● **Records supplied**
┄┄┄┄┄┄┄┄┄┄┄┄┄┄┄┄┄┄┄┄

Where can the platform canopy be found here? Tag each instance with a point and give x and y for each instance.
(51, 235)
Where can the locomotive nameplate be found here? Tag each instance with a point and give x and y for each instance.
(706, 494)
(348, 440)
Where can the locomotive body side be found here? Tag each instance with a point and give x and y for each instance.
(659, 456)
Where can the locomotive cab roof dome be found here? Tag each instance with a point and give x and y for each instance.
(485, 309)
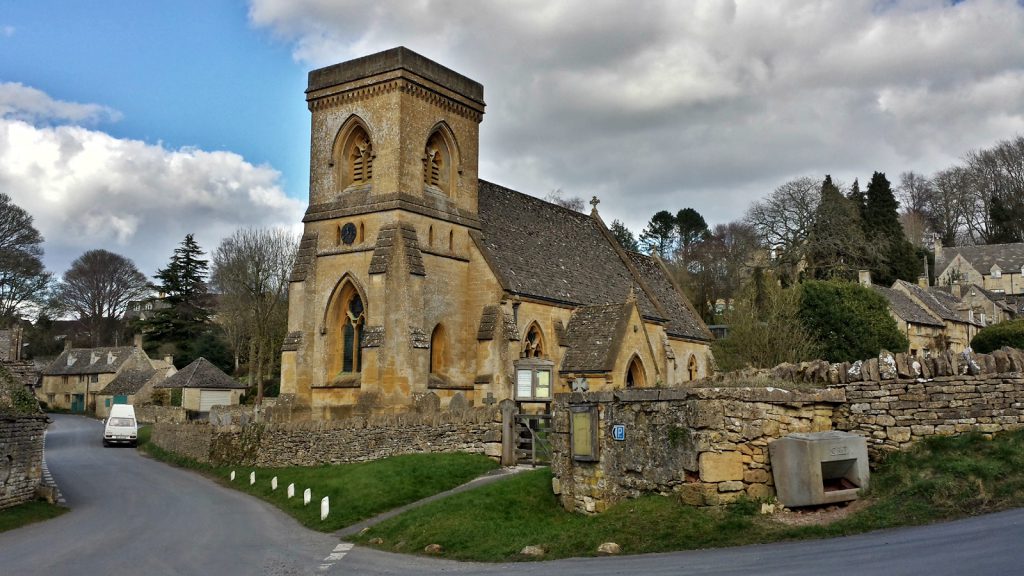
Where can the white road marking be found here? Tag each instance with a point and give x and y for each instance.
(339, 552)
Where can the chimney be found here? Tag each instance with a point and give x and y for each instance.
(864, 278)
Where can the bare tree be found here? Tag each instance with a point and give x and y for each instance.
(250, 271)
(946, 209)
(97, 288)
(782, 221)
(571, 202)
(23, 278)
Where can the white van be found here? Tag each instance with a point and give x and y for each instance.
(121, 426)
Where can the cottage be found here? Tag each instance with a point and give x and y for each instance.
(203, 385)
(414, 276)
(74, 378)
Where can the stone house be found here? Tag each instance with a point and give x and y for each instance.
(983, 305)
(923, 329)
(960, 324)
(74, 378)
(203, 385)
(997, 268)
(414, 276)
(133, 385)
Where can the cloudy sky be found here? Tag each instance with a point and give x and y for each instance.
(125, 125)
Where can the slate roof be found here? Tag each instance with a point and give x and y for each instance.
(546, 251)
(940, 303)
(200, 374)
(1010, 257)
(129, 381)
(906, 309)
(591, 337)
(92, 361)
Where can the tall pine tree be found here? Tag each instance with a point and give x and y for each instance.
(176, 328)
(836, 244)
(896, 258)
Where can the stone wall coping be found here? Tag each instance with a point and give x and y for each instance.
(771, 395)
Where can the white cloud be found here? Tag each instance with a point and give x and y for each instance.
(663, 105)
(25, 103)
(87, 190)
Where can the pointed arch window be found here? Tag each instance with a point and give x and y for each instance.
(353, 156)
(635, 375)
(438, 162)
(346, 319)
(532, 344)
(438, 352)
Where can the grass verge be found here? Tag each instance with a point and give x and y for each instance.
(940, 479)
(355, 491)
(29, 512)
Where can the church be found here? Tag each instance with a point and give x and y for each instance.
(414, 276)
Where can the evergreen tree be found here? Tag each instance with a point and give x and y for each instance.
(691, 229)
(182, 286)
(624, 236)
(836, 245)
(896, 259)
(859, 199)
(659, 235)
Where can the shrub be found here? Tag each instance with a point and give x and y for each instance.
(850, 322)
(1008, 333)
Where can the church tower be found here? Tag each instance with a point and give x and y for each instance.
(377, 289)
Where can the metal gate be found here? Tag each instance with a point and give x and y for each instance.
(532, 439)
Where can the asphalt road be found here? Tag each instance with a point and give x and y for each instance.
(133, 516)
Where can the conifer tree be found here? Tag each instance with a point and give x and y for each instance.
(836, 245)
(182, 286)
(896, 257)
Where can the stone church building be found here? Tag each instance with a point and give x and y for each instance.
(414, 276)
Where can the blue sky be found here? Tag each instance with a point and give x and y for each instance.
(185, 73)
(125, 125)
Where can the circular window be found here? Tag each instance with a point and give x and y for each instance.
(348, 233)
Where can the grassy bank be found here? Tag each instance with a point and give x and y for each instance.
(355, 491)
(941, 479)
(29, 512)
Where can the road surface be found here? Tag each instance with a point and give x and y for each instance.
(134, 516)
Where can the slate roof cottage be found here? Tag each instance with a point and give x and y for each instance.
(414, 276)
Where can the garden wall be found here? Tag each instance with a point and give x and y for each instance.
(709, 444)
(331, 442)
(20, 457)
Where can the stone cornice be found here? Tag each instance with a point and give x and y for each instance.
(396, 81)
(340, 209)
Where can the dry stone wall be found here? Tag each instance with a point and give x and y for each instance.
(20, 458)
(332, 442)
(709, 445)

┄┄┄┄┄┄┄┄┄┄┄┄┄┄┄┄┄┄┄┄

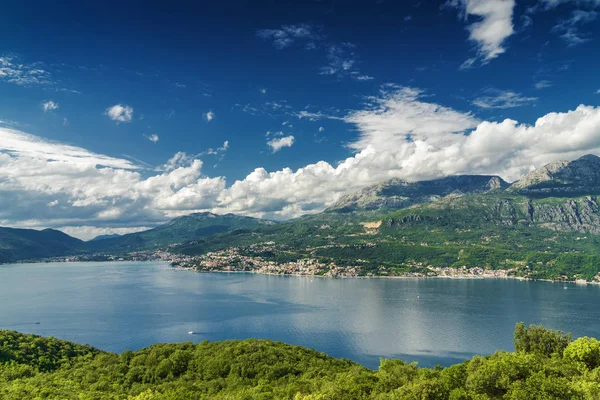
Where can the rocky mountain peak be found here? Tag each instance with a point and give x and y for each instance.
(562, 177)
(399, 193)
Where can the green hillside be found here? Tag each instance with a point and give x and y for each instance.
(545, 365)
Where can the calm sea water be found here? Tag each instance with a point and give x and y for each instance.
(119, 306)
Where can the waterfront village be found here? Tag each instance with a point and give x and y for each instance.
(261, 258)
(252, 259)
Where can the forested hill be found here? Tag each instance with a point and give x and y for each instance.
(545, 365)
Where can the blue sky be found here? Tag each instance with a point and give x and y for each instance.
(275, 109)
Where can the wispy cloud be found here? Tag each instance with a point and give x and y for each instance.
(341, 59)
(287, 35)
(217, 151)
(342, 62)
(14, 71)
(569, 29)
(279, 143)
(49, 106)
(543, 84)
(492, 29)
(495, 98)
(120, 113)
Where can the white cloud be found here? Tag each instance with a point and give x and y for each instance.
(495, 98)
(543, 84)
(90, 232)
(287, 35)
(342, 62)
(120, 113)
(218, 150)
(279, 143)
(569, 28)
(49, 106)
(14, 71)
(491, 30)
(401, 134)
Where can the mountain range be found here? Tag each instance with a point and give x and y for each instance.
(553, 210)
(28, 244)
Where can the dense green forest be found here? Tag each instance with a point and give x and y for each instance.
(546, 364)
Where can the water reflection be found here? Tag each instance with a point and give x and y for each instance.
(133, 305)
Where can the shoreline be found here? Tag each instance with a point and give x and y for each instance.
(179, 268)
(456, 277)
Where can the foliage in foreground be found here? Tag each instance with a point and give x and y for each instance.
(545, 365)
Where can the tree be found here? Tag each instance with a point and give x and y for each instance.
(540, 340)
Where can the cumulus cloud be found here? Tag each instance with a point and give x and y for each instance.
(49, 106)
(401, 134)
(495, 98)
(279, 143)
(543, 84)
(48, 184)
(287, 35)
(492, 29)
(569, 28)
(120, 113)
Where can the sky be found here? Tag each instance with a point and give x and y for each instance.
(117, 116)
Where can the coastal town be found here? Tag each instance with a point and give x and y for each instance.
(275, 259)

┄┄┄┄┄┄┄┄┄┄┄┄┄┄┄┄┄┄┄┄

● **What you are asked to do**
Give all the lines again, requests included, for the stretch from the line containing "Where can the cloudy" through the line containing "(1008, 333)", both ends included, and for no other lines. Multiply every coordinate in the answers by 0.45 and round each to a whole number, with halves rounding up.

● **Response to the task**
Where can the cloudy sky be found here? Tag each instance with a point and give x and y for each instance.
(56, 56)
Where can the slate roof be found here? Tag each instance with a point and give x and y for each instance.
(246, 113)
(423, 136)
(90, 168)
(455, 116)
(58, 171)
(408, 139)
(266, 152)
(41, 162)
Where can the tall pine tree be found here? Tag each instance with a point and give x and y for each instance.
(79, 148)
(376, 110)
(403, 116)
Where can the stone wall coping be found here? Tag each instance with a point and give x and y for each instance.
(347, 178)
Where can the white cloud be found here? Tag each instance with a point and give x and y for each instance.
(298, 47)
(11, 46)
(39, 86)
Where can the pointed arch window be found here? Tag each instance with a point and give x and y for each instance.
(159, 70)
(286, 169)
(197, 73)
(156, 144)
(239, 155)
(197, 158)
Where can the grass verge be found here? Tag each instance with a point and give x and y for each instance.
(423, 216)
(160, 221)
(13, 230)
Where can the church be found here? Tag each instance with a point and give x and y for each instance.
(186, 124)
Where can the evergreen tree be found here? Tag each instance with a point and give x and y for each instance.
(311, 103)
(82, 129)
(281, 106)
(376, 110)
(403, 117)
(387, 90)
(297, 106)
Where can the shrub be found here? Tag each instance with a point and give x and y for each instance.
(383, 145)
(454, 150)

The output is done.